### Text for analysis
────────────────────

Actually, I’ll confess, the first time I was more angry than weepy; the second time, total tears. I’m writing what happened not so much as a personal story but an example of the army and country we have built. Imagine this happening in any other army in the world…I can’t.
So yesterday I had a meeting planned in the center of the country and so finagled the time a bit so that I could spend an extra hour with my soldier, my youngest son. I told him I would drive him to his base. Why would someone turn down an air-conditioned, door-to-door ride versus a bus to a bus to a bus to get to the base? The answer is no one would…but I wish he had.
We set out extra early. There are certain things you just don’t do, even in the Israeli army. You NEVER forget where your gun is, and you don’t come back to base late. Both warrant immediate punishments. According to our GPS program (WAZE, so it was supposed to know about the traffic on the ground at the moment), we would arrive at his base almost 30 minutes early, until…
About 25-30 minutes before we should have arrived, we hit traffic. Bad traffic. Massive traffic. My son immediately sent a message to his commanding officer. About 100 meters before the checkpoint, we came to a full stop surrounded by hundreds of cars. It was a traffic jam that would stretch many many kilometers before, some 40 minutes later, it would suddenly unjam. An hour before he was supposed to be on base, my son messaged his commanding officer again, and again, and again.
In the end, we got to his base 20 minutes late and the commanding officer’s commanding officer gave my son his punishment – the loss of one day of vacation. The problem is that for his next vacation, we canceled our own vacation plans a week later and spent hours to find a place where we could be together with him. And we found one and booked it. Losing a day of vacation really means losing two days. The current plan would have been to pick him up from his base, drive north, and two hours later, be on vacation. Now, he would miss that first day completely, as well as the ride up there and so he would have to spend 4-5 hours to meet up with us.
Like a broken record, I kept telling my son, “but tell him”…”but did you say.” I asked him for his commander’s number. He gave it to me, but told me not to call him. My son wrote and said that he would try to ask them to push the punishment off until the following time he comes out.
Not good enough, I thought. Just not good enough. So I wrote to the Mem-Mem (the commander’s commander). He wrote back that I should speak to the Mem-Pay (Platoon Commander) and gave me his number. He told me to call him at 10:00 p.m.
At 10:00 p.m., the Mem-Pay didn’t answer. At 10:07, he didn’t answer. At 10:12 p.m., he answered and said he couldn’t speak. I should call in the morning.
And I did. And he answered. I told him what happened. That we did all we could to be there on time. That we left early. That the checkpoint was closed. He’s a good soldier, I said, “I don’t know if you know him.”

────────────────────

### Given data
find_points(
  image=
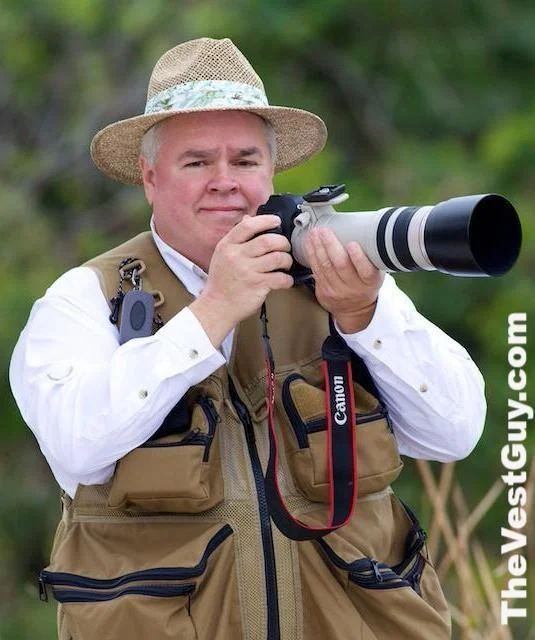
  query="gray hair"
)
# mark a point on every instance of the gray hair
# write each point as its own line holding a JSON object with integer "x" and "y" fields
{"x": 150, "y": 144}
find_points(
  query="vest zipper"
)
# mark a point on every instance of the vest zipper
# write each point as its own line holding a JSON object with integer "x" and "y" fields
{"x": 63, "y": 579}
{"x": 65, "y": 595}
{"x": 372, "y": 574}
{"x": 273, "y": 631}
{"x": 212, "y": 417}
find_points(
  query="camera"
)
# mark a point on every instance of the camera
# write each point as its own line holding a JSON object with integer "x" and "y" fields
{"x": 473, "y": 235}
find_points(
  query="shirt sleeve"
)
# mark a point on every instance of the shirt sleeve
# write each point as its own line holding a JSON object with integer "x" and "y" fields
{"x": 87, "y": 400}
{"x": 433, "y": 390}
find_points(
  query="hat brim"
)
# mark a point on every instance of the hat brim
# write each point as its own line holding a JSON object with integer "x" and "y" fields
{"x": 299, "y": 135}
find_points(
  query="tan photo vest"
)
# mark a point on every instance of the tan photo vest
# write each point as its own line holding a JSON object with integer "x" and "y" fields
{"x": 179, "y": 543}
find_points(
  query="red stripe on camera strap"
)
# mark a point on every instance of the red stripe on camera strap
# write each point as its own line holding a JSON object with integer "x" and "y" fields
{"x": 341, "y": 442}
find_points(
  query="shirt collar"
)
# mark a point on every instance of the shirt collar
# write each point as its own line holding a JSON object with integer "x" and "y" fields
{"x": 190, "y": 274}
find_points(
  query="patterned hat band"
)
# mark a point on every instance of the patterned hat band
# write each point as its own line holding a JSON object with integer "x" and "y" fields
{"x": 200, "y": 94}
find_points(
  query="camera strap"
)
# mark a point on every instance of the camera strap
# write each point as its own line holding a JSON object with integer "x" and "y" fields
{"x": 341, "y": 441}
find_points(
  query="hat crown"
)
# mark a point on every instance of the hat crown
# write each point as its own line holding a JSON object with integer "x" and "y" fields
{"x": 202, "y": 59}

────────────────────

### What needs to be done
Transcribe the passage of the account of the late return to base that opens with the words containing "Not good enough, I" and closes with "in the morning.". Answer from the account of the late return to base and nothing else.

### Answer box
Not good enough, I thought. Just not good enough. So I wrote to the Mem-Mem (the commander’s commander). He wrote back that I should speak to the Mem-Pay (Platoon Commander) and gave me his number. He told me to call him at 10:00 p.m.
At 10:00 p.m., the Mem-Pay didn’t answer. At 10:07, he didn’t answer. At 10:12 p.m., he answered and said he couldn’t speak. I should call in the morning.